**Problem to work on:**
Although the entries contain pictures, repeat only their words, exactly as written.

*** Opening of Excerpted records ***

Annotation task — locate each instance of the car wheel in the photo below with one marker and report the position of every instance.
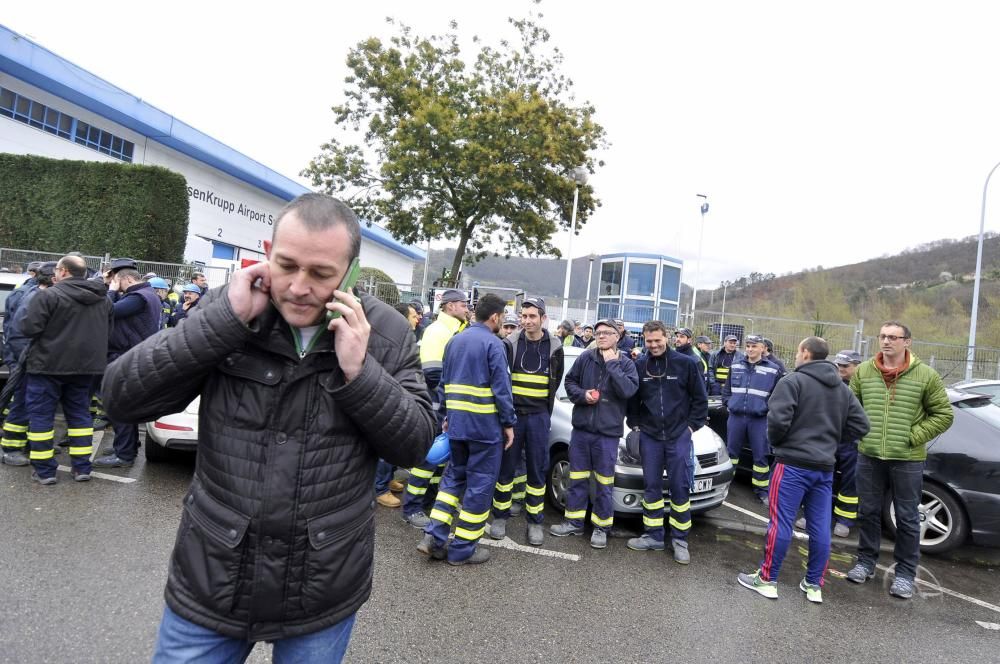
(943, 524)
(154, 451)
(558, 483)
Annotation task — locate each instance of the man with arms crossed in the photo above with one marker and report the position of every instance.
(276, 536)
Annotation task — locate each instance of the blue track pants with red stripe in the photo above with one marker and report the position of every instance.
(792, 487)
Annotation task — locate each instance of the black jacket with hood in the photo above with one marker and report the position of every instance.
(810, 413)
(277, 531)
(68, 324)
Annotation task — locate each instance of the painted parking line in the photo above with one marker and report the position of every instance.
(102, 476)
(926, 584)
(508, 543)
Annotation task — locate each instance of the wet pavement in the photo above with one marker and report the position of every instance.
(84, 568)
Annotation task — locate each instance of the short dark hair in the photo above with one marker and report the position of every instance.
(818, 348)
(318, 212)
(488, 305)
(75, 265)
(404, 308)
(896, 323)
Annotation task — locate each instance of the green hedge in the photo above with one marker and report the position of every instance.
(93, 207)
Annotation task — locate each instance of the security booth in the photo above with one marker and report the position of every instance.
(639, 287)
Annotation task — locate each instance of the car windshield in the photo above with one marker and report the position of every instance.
(982, 409)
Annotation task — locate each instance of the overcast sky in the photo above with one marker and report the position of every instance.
(823, 133)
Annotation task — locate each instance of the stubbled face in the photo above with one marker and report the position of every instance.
(531, 320)
(656, 342)
(306, 267)
(607, 337)
(754, 351)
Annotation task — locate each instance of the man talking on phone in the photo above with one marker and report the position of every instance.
(276, 535)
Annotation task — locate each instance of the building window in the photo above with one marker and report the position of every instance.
(670, 283)
(40, 116)
(641, 279)
(611, 279)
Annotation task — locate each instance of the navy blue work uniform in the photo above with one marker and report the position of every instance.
(536, 370)
(597, 429)
(478, 405)
(671, 404)
(745, 395)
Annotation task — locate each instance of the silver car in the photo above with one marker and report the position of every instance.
(712, 474)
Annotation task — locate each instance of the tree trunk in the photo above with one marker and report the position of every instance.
(463, 241)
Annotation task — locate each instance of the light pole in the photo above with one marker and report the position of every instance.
(579, 177)
(697, 267)
(590, 280)
(970, 358)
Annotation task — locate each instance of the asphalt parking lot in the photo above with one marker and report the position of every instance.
(84, 568)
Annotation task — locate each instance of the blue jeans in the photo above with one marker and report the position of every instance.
(904, 481)
(180, 641)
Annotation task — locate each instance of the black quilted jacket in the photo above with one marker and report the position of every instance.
(276, 534)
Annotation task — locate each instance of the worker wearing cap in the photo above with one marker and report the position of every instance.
(599, 384)
(535, 361)
(721, 360)
(845, 505)
(751, 380)
(452, 319)
(162, 290)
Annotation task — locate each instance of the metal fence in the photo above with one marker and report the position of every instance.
(178, 274)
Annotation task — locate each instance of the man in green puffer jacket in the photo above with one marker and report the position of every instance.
(908, 407)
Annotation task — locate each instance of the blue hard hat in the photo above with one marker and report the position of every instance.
(440, 450)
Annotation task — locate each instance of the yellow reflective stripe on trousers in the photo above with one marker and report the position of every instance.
(537, 379)
(679, 525)
(466, 534)
(603, 523)
(469, 517)
(448, 499)
(471, 390)
(845, 514)
(441, 515)
(469, 407)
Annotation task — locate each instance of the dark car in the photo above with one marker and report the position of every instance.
(961, 494)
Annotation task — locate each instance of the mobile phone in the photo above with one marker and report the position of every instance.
(351, 278)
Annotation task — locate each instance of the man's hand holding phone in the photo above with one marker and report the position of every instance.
(250, 291)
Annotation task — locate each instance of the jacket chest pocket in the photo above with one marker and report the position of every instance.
(210, 550)
(339, 557)
(247, 386)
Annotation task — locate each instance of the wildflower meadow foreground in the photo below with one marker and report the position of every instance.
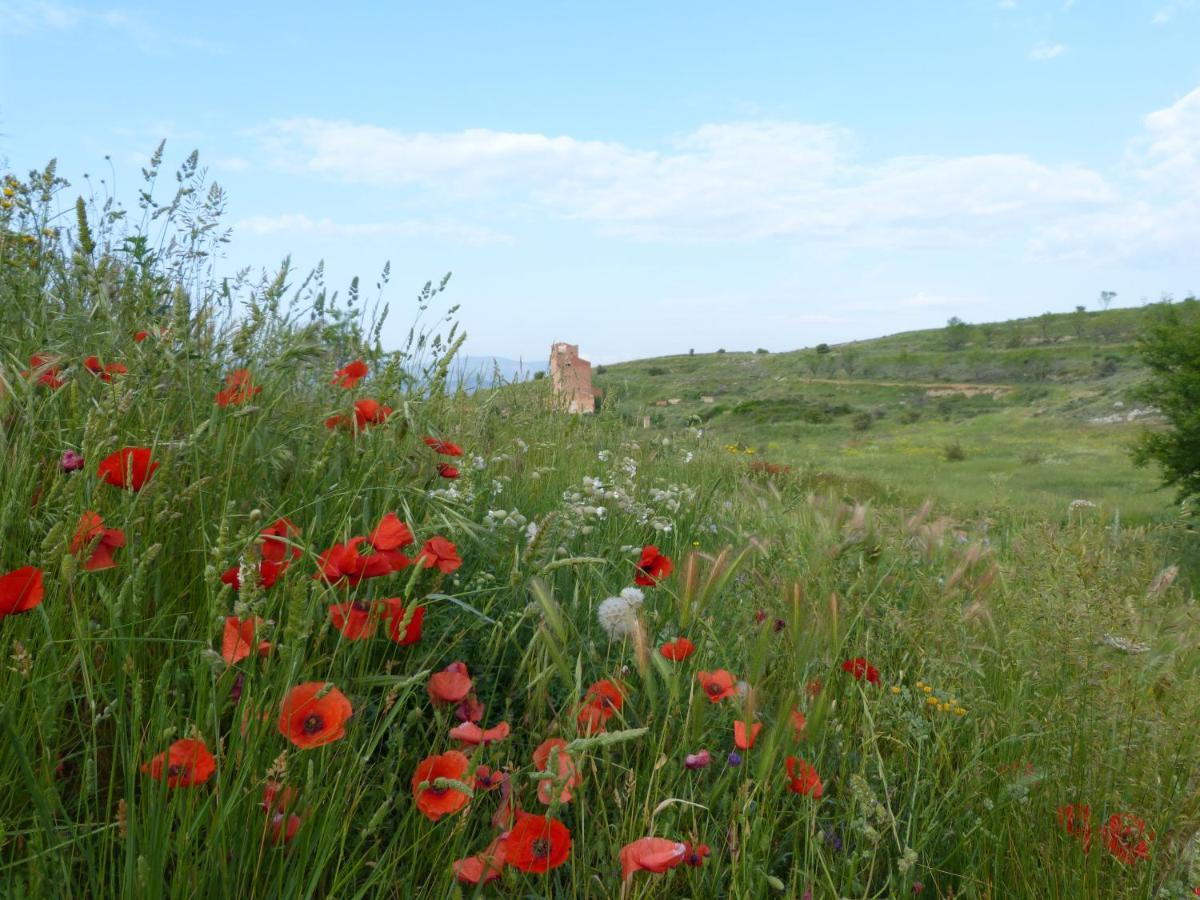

*** Close of Excerpted records ***

**Finished task:**
Annotation task — locate each instance of the car wheel in the photo below with one marker and report the position of every instance.
(943, 524)
(154, 451)
(558, 483)
Annotation task — locate each instance of the man with arms crossed in the photo above with one marker and report the position of every instance.
(276, 536)
Annotation task — locate each instance of the blue track pants with red stripe in the photo above with one marker and report the position of every instance.
(792, 487)
Annotation task — locate each instance of the black jacket with hood in the photo above with one marker and report the position of every instance.
(810, 413)
(277, 531)
(68, 324)
Annotation task — locate each instance of the painted parking line in the photo above with one marker and report the position of every instance.
(102, 476)
(926, 584)
(508, 543)
Annotation task — locate each instance of the wet pavement in the photo above with one marker and report the position of every instance.
(84, 568)
Annotation task — locate each instance of the short dark hair in the photo above with one marker and report the position of every instance.
(818, 348)
(318, 212)
(488, 305)
(75, 265)
(404, 308)
(896, 323)
Annotation task — locate each instance of the green hedge in the photo above with one marker and report the position of every instance.
(93, 207)
Annotation task — locate each instance of the security booth in the photo above with one marker and report the position of every instance.
(639, 287)
Annotation task — locate each instance of the car windshield in the photo above with one marker and report the position of every instance.
(982, 409)
Annotation task — locate each instance of the overcast sky in the photo above with one marker and report the position of every instance.
(823, 133)
Annotation task — locate each instance of the stubbled face in the photo above with one marker and report the position of every instance.
(531, 320)
(656, 342)
(306, 267)
(607, 337)
(754, 351)
Annotation task — locate each instance of the man talking on phone in the photo above with one marker and report the position of every instance.
(276, 535)
Annotation task — locate each instance of the building window in the photo above with one marker and report the position of every instance.
(670, 283)
(40, 116)
(641, 279)
(611, 279)
Annotation task — locate each instance of the navy blue work uniform in the photo above with one marker and report the position of every instance.
(536, 370)
(597, 429)
(478, 405)
(671, 404)
(745, 395)
Annotation task — locate each instance of the silver car in the photo above with one marker and report the position of every instance.
(712, 474)
Annotation task — locate each instance of the tree trunk in the photo above with one marker and report the position of every instance.
(463, 241)
Annotation task — locate each instance of the light pole in the photo above with one marker and report the position of every instance.
(579, 177)
(697, 267)
(590, 280)
(970, 358)
Annotation task — locate each instance of the asphalt parking lot in the photo above with one marker and report the position of every instance.
(84, 568)
Annotation task — locate each instance of the blue jeans in the photo above with one marker and report the position of every instance.
(904, 481)
(180, 641)
Annotation task — locate each instance of the black quilted jacket in the photo above with one marker and report the position of every instance.
(276, 534)
Annotation task — locate each instance of the worker wearing cap in the photo above with one marker and report the position of every instance.
(599, 384)
(535, 361)
(721, 360)
(845, 505)
(751, 380)
(452, 319)
(162, 290)
Annotation task — locate each instance of the metal fence in the photo above with one marker and report the position of every instance.
(178, 274)
Annotation task — locate each instance of the man in green puffer jacket in the photo above with one marker and report the position of every instance.
(908, 407)
Annotation task — locate each instance of the blue hard hat in the photo above with one marker and report the position of every instance.
(440, 450)
Annotation task — locate each instance of the yellow reflective stripe on trousers in the photo above with one marker and report the position of every instance.
(537, 379)
(679, 525)
(466, 534)
(603, 523)
(469, 517)
(448, 499)
(471, 390)
(845, 514)
(441, 515)
(469, 407)
Annotation task — locate each instance of the dark car in the photo above with one marker and report the position of every instance.
(961, 494)
Annotation task — locate each instance of the mobile phone in the photo above with one marker and report the position of every instance.
(351, 278)
Annotation task — locate each instance of the man's hand holding phone in the photo above with one marker and report the position of every instance.
(250, 291)
Annotation task — locate each instance of the jacket chest pocket in the photo above with one marker and report the position of every instance.
(210, 550)
(339, 557)
(247, 386)
Annotation task — locate each instance of the wildflower meadow foreground in the photo below with one marker and report the position of every instance.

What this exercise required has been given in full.